* Task inputs:
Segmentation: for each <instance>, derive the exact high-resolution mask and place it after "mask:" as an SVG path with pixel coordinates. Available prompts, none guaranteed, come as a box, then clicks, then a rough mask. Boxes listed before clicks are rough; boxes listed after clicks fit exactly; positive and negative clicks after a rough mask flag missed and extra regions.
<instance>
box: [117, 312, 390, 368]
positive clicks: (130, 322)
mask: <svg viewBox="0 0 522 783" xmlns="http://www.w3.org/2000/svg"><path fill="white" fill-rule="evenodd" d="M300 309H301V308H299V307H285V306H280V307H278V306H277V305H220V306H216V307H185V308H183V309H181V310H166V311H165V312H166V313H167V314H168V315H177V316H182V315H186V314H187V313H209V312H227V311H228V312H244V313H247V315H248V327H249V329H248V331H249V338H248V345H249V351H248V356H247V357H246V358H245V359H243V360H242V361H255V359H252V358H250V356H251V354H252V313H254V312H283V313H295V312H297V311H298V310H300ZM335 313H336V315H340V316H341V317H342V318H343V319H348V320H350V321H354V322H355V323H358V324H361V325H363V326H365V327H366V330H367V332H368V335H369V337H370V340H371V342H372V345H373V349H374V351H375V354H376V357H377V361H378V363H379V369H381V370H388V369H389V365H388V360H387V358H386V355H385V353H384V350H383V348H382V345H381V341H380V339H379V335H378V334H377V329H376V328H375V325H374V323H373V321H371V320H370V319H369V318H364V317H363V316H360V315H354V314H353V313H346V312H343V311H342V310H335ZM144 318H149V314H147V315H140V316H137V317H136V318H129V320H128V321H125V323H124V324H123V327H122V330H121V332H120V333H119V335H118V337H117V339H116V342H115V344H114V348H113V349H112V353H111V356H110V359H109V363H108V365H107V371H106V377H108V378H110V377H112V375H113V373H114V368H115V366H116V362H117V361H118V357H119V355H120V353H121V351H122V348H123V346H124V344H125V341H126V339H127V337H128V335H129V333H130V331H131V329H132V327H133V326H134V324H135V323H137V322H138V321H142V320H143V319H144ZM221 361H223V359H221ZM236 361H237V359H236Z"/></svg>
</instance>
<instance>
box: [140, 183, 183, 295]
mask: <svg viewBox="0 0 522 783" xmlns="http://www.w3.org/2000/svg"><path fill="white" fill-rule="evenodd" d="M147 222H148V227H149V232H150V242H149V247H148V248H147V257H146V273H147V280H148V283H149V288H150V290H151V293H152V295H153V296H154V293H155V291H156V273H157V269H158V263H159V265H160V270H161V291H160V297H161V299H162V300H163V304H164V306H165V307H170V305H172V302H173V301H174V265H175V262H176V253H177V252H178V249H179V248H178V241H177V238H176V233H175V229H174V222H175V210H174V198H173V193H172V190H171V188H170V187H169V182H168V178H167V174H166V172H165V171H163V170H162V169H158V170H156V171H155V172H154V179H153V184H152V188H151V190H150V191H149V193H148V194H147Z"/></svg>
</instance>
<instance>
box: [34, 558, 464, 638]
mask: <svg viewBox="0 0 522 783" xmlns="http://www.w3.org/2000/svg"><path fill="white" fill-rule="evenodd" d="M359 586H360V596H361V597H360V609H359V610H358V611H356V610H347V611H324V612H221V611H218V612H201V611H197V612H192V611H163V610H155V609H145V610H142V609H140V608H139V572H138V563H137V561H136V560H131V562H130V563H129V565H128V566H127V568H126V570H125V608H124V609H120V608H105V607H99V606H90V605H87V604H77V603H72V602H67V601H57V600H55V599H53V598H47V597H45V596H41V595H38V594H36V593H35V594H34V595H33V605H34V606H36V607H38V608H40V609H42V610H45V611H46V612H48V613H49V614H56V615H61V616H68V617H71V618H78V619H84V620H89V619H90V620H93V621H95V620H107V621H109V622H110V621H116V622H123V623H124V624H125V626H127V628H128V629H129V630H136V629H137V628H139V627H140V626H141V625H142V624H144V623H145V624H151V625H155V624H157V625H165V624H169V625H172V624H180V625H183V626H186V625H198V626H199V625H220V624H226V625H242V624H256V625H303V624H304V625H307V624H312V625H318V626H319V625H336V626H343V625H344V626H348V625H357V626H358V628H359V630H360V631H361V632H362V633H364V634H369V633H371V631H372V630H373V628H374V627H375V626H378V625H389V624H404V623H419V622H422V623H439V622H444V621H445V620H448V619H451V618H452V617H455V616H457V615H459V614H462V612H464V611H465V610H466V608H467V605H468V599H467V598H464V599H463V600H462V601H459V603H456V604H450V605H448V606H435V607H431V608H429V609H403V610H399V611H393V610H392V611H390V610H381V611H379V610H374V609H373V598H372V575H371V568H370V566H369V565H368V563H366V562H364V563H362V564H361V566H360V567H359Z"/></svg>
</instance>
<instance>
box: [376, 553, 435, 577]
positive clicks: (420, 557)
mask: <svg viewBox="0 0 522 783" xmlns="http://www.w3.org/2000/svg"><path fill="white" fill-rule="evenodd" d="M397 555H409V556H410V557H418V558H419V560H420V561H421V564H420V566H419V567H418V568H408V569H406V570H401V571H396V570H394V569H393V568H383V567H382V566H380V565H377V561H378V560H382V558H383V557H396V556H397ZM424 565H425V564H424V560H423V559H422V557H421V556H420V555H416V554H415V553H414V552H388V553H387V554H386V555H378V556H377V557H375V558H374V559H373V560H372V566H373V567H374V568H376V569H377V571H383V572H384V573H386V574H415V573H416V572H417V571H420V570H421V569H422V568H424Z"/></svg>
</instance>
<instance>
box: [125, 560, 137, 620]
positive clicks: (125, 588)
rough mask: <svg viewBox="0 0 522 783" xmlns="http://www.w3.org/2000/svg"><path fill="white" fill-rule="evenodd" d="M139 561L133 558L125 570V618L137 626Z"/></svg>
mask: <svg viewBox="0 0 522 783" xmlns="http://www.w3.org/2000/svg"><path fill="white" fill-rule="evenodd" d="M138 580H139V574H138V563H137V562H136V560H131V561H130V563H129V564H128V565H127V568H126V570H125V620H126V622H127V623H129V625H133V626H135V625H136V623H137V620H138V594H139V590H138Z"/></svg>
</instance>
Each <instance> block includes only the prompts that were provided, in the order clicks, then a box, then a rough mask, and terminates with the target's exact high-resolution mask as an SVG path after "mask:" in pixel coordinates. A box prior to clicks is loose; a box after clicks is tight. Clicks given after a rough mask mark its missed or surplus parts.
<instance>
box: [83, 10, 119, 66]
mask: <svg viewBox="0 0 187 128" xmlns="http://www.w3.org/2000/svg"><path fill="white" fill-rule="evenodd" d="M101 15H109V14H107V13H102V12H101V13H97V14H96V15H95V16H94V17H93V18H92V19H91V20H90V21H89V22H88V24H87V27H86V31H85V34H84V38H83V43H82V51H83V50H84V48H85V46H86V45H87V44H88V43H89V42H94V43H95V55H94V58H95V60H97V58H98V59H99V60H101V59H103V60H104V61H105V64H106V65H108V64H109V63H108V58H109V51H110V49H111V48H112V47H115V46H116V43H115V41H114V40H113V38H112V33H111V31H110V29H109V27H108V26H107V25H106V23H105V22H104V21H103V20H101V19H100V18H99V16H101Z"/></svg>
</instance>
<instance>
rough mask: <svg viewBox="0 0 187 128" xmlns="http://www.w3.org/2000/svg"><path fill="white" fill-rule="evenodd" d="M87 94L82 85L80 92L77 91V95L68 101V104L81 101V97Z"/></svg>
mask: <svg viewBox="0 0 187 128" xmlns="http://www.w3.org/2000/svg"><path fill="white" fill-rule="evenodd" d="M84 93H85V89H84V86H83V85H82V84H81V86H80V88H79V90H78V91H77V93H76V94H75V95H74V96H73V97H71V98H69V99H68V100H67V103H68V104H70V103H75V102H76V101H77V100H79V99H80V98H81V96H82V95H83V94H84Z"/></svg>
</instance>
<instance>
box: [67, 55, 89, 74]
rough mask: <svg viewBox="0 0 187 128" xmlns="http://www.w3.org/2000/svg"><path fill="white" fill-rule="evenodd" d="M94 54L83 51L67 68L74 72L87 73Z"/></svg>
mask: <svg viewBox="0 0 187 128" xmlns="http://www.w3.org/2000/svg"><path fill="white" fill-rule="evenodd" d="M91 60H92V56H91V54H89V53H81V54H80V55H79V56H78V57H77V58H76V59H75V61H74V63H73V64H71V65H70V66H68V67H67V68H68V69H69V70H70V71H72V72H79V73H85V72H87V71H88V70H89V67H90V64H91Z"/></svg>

* Task to carry out: Rewrite the data from its first line through the line containing "positive clicks: (130, 322)", replacing "positive clicks" with "foreground clicks" and leaving everything else unchanged.

* Answer to this exercise:
Segmentation: for each <instance>, derive the exact high-resolution mask and place it after "mask:" as an SVG path with pixel coordinates. Available prompts, none guaranteed, come as a box, then clicks, then a rough mask. Boxes listed before clicks are rough; boxes listed after clicks fit exactly; positive and negative clicks after a rough mask flag missed and extra regions.
<instance>
box: [117, 312, 390, 368]
foreground clicks: (130, 322)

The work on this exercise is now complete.